━━━━━ Source text ━━━━━

||The Nightmare War is a campaign setting (called a campaign gem) from Old Kingdom Games. The zipped file is sixteen megabytes inside, and contains four PDF versions of the same file, as well as a readme file. The four PDFs are the full color version of the book, a black and white version, and a printer-friendly version of each that lacks page borders or the front cover. The files are one hundred twenty-five pages long, including the cover.
The book does a good job with illustrations and graphic design, particularly in the first section. Things like scribbled notes in the margins of files, or pictures of actual people in medical gear help to put the reader in-character. Having printer-friendly versions of both the color and black and white files is a nice touch, though it would have helped if one version had at least removed all of the artwork altogether.
The Nightmare War, interestingly, requires the use of the Fantasy d20 Core Rulebook I for use, instead of Modern d20. This seems like an oversight on the part of Old Kingdom Games, as it makes them have to recreate things like the Computer Use skill, or statistics for guns. Given that these seem to end up being somewhat similar to what Modern d20 has had for years, it is notable that those rules were eschewed.
The book is divided into three parts. The first one sets the tone, opening with a piece of fiction, and then giving the reader various in-character reports, files, handouts, and more. In the year 2035, global corruption seems on the rise, from corporate malfeasance to government scandals to violent crime outbreaks. What only a few people notice, however, is that all of this is related. Moreover, it has something to do with people termed nightwalkers, seemingly ordinary people who inexplicably began to have horrid nightmares every night, but found themselves imbued with extraordinary abilities at the same time. However, something is hunting them down?

━━━━━

# Task set
A. Decide whether each of these statements agrees with the review of The Nightmare War. For each, answer yes or no and quote the words of the review that settle it. (i) The zipped file holds four PDF versions along with a readme file. (ii) The Nightmare War is meant to be used with Modern d20. (iii) The book has four parts.
B. Pick up the review of The Nightmare War right after its last sentence and continue writing it.

━━━━━ Dataset records ━━━━━

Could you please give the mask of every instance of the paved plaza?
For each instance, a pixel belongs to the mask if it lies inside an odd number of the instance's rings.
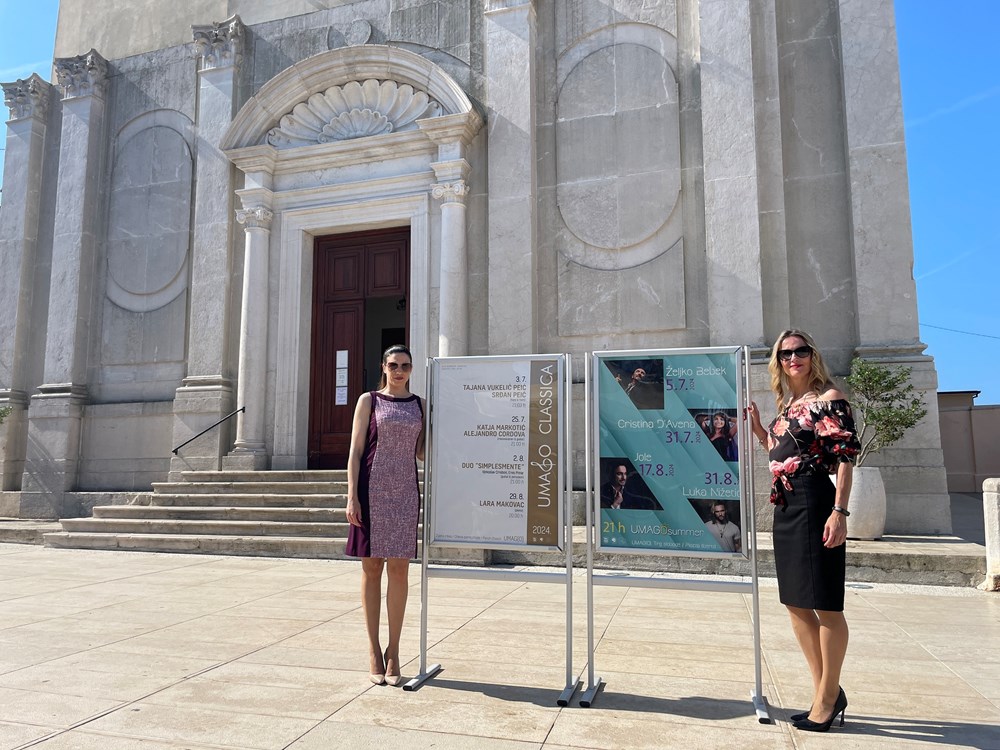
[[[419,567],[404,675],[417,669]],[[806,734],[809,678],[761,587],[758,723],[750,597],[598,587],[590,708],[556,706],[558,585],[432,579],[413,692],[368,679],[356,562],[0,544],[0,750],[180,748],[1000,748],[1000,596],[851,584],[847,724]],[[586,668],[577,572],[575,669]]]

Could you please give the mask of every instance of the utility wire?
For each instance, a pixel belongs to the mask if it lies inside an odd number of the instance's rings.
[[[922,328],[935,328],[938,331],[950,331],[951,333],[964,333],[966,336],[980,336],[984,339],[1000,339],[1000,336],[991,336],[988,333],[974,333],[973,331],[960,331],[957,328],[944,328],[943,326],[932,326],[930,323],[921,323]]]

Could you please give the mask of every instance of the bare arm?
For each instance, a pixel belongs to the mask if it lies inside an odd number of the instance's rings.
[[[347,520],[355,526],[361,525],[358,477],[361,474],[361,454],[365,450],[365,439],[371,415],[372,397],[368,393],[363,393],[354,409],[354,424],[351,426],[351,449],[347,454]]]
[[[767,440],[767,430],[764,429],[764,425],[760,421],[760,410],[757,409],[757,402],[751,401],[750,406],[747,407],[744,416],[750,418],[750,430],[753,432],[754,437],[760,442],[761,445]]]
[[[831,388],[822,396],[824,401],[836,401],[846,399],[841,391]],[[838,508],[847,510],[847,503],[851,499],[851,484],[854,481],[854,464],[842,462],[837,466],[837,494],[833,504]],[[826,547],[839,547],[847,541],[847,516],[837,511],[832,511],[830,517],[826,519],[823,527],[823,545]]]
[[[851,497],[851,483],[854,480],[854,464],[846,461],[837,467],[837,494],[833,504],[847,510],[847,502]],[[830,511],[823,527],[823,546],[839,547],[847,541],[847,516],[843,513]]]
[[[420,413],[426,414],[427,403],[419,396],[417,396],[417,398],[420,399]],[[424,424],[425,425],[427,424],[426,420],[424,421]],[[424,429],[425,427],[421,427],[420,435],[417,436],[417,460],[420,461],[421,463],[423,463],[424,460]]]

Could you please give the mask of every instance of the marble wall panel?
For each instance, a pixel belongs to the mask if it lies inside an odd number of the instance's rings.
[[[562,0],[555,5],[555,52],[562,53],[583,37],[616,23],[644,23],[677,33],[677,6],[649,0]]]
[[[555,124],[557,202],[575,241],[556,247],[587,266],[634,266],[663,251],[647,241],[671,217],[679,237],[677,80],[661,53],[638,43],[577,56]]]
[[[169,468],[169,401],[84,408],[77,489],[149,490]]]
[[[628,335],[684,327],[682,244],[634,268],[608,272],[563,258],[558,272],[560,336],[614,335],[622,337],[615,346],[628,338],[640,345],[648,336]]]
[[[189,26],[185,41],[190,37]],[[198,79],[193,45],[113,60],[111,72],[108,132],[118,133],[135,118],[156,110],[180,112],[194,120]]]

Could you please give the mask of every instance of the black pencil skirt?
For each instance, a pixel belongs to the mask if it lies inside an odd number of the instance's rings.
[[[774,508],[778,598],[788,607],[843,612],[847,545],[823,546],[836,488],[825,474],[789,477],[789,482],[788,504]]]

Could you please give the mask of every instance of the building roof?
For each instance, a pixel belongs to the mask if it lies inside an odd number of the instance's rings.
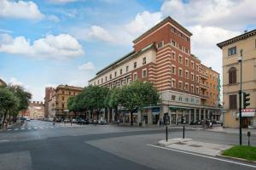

━━━━━

# Per-task outputs
A.
(i) Yes: "contains four PDF versions of the same file, as well as a readme file"
(ii) No: "requires the use of the Fantasy d20 Core Rulebook I for use, instead of Modern d20"
(iii) No: "The book is divided into three parts."

B.
This first part of the book does a very good job of establishing a feel for the campaign. By giving a wide variety of interrelated materials to the reader, it sets the tone for this corrupt near-future very well, establishing a fugitive mentality that is perfect for the campaign. In fact, it does this so well that it is conspicuous that this part of the book wasn?t packaged separately, so that GMs can hand it to their players to read. Printing this section out and handing it to the players is the first thing I?d do if I were running this campaign.
Part two focuses on the game mechanics of The Nightmare War setting. Five character classes are given, one for each kind of nightwalker. The classes seem slightly underpowered compared to Fantasy d20 classes, but roughly on par with what Modern d20 characters could do. Interestingly, here is where we first note that powers and abilities apparently don?t use the various Ex/Su/Sp tags, which may be slightly irking if you bring in other products to use in this campaign. New skills and feats are presented next, followed by equipment.
Part three is a mix of fluff and crunch, and is intended for the Game Master only. Here, the truth is revealed about the nightwalkers, and what is happening to the world. It also gives templates for the phages, the creatures that hunt the nightwalkers, as well as their special abilities and feats just for them. Several important NPCs are given stats, and thirteen different NPC classes are given, to represent ordinary people. The book closes out with some listed references, a glossary, and character sheets for each type of nightwalker.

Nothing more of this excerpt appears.